▶ TASK REQUIREMENTS:
1/ Return the text of the Stoli bankruptcy passage between "The parties reached" and "has been built.", inclusive.
2/ According to the Stoli bankruptcy passage, who was designated as chapter 11 trustee for Kentucky Owl, LLC?
3/ Using the Stoli bankruptcy passage, explain why the debtors moved to convert their cases to chapter 7 liquidation in January 2026.

▶ PROVIDED PASSAGE:
Following the November 2024 filings, the debtors operated as debtors-in-possession with a chief restructuring officer, Steven R. Wybo, and Foley & Lardner LLP as bankruptcy counsel, with Patty Tomasco appearing for the debtors and debtors-in-possession. An Official Committee of Unsecured Creditors formed early in the case and selected Brown Rudnick LLP as lead counsel on December 31, 2024, with Kane Russell Coleman Logan PC as Texas co-counsel. The cases became contested in January 2026, when the debtors moved to convert to chapter 7 liquidation after failing to reach a restructuring agreement with their senior lender. Stoli Group attributed the conversion to converging geopolitical and market pressures, citing unsuccessful negotiations with lenders to reorganize the U.S. business as a going concern. Fifth Third Bank opposed conversion and sought appointment of chapter 11 trustees instead.

The parties reached a negotiated resolution that averted immediate chapter 7 liquidation. The Office of the U.S. Trustee was directed to appoint separate chapter 11 trustees for each debtor, and the court entered the Order Approving Appointment of Chapter 11 Trustee on March 2, 2026, designating Claudia Z. Springer as trustee for Kentucky Owl, LLC and Patrick Patterson as trustee for Stoli Group (USA), LLC. The trustees became effective as of the appointment date, March 12, 2026, and a special meeting of creditors for both debtors was noticed on March 11, 2026. The trustee appointment, rather than a confirmed plan, became the gating event around which the remainder of the case has been built.

The distress narrative predates the conversion fight. Public reporting tied the original November 2024 filings to liquidity constraints, a cyberattack on Stoli's SAP system that the debtors said caused financial-reporting failures and undermined Fifth Third Bank's confidence, sanctions-related geopolitical exposure on the Stoli side, ongoing legal disputes with the Russian government over the Stoli brand portfolio, and a broader decline in U.S. spirits demand and rising costs. Kentucky Owl was one of three Kentucky whiskey distilleries to file for bankruptcy during a period of industry overproduction and heavy capital investment in new facilities, exemplified by Stoli's stalled $150 million Kentucky Owl Park distillery plan in Bardstown. The debtors reported liabilities of $50 million to $100 million at filing. The Statement of Financial Affairs identifies the cyberattack as a cause of distress, noting it affected the availability of the debtor's books and records beginning in January 2020 and again in August 2024.

▶ DATASET EXTRACT:
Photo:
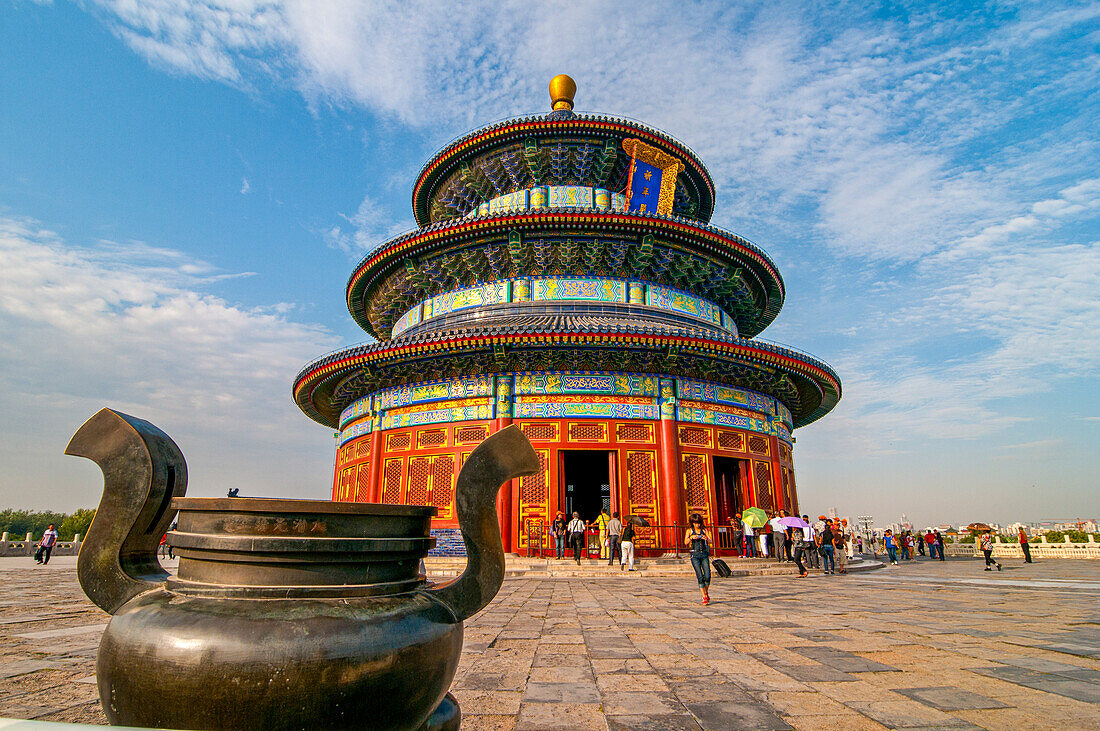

▶ ANSWERS GIVEN:
1/
The parties reached a negotiated resolution that averted immediate chapter 7 liquidation. The Office of the U.S. Trustee was directed to appoint separate chapter 11 trustees for each debtor, and the court entered the Order Approving Appointment of Chapter 11 Trustee on March 2, 2026, designating Claudia Z. Springer as trustee for Kentucky Owl, LLC and Patrick Patterson as trustee for Stoli Group (USA), LLC. The trustees became effective as of the appointment date, March 12, 2026, and a special meeting of creditors for both debtors was noticed on March 11, 2026. The trustee appointment, rather than a confirmed plan, became the gating event around which the remainder of the case has been built.

2/ Claudia Z. Springer.

3/ The debtors moved to convert after they failed to reach a restructuring agreement with their senior lender. Stoli Group attributed the conversion to converging geopolitical and market pressures and cited unsuccessful negotiations with lenders to reorganize the U.S. business as a going concern.